(EXERCISE DETAILS)
Starting with the line that contains "Each <instance> block specifies" and going on through the line that contains "box: [54, 54, 63, 66]", write those lines out again with "target" changed to "object" and everything else left as it is.

(EXTRACTED RECORDS)
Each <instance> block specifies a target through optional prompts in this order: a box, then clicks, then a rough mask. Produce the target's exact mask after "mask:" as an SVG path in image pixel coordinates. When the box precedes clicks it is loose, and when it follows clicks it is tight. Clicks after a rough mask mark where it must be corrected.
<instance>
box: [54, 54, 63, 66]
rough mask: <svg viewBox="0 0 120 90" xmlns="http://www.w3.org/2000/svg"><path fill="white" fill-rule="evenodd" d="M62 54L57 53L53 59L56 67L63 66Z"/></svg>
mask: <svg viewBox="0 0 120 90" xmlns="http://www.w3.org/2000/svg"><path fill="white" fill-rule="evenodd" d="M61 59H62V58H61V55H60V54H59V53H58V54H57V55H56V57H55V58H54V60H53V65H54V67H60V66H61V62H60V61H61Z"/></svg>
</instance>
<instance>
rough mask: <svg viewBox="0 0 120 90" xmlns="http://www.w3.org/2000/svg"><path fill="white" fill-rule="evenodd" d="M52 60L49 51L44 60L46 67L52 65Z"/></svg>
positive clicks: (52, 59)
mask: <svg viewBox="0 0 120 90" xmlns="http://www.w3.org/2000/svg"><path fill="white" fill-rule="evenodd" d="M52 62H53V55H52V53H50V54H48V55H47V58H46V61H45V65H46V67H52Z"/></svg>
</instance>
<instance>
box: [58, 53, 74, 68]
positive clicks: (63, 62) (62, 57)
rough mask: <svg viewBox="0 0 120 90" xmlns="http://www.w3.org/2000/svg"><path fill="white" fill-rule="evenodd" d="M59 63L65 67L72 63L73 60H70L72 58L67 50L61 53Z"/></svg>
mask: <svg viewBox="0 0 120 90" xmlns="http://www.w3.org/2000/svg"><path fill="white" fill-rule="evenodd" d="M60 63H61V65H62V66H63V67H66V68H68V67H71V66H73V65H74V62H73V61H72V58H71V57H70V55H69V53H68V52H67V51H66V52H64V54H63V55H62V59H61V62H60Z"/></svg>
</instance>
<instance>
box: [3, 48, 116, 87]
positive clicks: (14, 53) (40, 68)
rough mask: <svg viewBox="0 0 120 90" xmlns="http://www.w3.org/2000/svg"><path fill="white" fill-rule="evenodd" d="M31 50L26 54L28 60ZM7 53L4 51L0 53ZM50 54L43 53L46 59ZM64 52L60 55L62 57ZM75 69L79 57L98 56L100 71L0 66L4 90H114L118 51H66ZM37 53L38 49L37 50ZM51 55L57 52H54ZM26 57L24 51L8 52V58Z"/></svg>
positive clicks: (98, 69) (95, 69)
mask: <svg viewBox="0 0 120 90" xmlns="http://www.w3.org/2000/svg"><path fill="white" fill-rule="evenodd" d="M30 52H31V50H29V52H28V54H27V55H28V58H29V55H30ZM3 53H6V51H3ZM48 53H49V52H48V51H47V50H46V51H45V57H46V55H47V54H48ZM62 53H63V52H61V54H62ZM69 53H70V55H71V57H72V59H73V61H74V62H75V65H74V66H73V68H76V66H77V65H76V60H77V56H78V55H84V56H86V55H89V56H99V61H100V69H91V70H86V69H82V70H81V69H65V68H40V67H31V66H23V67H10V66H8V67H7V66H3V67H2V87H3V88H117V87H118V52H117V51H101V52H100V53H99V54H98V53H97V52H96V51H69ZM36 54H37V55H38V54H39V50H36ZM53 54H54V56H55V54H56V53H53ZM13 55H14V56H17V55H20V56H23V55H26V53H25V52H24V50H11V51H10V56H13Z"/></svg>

...

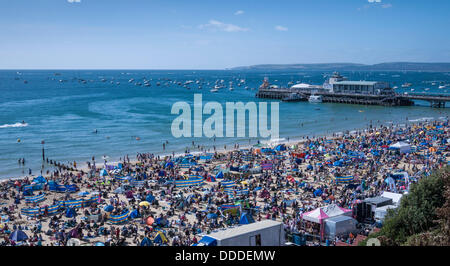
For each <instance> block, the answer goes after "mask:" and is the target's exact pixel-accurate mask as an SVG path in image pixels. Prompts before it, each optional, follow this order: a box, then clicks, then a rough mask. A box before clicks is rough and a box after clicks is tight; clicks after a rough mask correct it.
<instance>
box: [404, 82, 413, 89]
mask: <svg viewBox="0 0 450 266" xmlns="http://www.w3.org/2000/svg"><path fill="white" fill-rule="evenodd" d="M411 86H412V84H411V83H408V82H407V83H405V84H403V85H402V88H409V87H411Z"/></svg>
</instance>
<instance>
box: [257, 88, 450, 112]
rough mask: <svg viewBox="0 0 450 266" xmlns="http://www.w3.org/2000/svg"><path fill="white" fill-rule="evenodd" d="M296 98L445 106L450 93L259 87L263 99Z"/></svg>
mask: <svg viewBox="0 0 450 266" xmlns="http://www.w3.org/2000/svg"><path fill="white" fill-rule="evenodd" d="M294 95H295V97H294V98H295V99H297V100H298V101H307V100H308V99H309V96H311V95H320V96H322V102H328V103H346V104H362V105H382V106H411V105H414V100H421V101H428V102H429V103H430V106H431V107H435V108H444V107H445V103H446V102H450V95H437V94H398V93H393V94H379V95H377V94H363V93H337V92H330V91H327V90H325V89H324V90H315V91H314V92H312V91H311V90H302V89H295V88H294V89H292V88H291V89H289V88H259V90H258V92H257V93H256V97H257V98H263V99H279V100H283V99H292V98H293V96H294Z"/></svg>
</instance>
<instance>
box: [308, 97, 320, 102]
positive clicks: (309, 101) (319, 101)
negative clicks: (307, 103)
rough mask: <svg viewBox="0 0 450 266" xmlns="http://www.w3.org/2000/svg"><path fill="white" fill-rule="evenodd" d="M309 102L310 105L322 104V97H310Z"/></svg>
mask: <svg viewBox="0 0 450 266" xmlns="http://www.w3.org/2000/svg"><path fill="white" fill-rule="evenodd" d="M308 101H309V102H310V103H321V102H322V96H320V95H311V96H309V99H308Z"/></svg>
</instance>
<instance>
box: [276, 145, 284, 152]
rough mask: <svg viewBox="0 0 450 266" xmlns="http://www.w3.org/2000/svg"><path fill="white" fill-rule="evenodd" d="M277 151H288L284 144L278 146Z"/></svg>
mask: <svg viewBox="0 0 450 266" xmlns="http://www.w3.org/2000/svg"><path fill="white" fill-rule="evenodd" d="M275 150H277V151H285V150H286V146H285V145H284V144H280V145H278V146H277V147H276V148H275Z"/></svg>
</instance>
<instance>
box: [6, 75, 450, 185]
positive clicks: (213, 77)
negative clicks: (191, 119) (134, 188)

(OUTPUT FOR THIS TASK)
Each <instance> block specifies a object through optional prompts in this order: a box, then clicks, then a rough mask. Produce the object's exact mask after "mask:" as an SVG path in image pixel coordinates. When the box precedes clicks it is loose, and when it follows clicks it is tight. Clicks after a rough mask mark where it must be corrected.
<instance>
box: [54, 54, 63, 66]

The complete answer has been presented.